Only the lines from the one containing "For every instance of the ocean" through the last line below should be written out, exactly and with both ends kept.
====== Working data
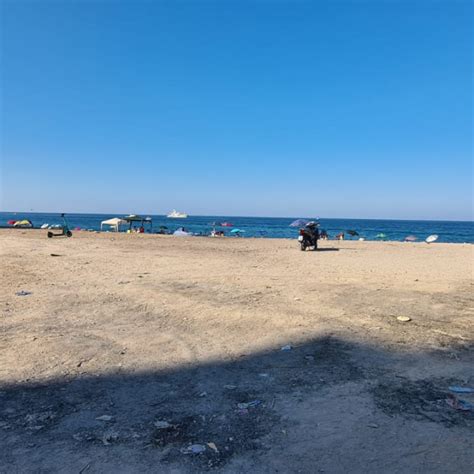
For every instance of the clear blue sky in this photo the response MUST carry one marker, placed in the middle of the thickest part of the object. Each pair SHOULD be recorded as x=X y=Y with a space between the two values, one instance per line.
x=339 y=109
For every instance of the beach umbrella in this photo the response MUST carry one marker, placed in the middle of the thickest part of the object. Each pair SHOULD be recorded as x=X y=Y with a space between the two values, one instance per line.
x=299 y=223
x=431 y=238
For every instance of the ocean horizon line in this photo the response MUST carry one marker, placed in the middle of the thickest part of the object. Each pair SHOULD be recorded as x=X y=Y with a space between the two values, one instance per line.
x=298 y=216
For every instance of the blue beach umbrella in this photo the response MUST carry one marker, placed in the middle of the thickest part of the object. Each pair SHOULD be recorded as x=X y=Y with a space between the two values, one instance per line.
x=299 y=223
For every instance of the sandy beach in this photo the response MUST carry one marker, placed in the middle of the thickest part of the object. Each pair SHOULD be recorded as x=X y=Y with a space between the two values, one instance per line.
x=142 y=353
============
◆ Response to the exercise:
For every instance of the ocean horizon line in this photo the response MUST carry one marker, placed in the middle of the thickest part of the object. Each pair SHOULD be recorded as x=X y=Y with a space between the two values, one instance per line.
x=298 y=216
For every instance of the blue beach umbrella in this photo the response MUST carry one marker, placed in the middle of the thickest part of the object. Each pair SHOULD be recorded as x=X y=Y with a space between the two values, one instance per line.
x=299 y=223
For every instance of the sandy beach in this photo the response MUST carry one marker, placed in the middle of the thickest part of the object. Each pair SHOULD be recorded as x=X y=Y with a space between the two values, one instance per line.
x=142 y=353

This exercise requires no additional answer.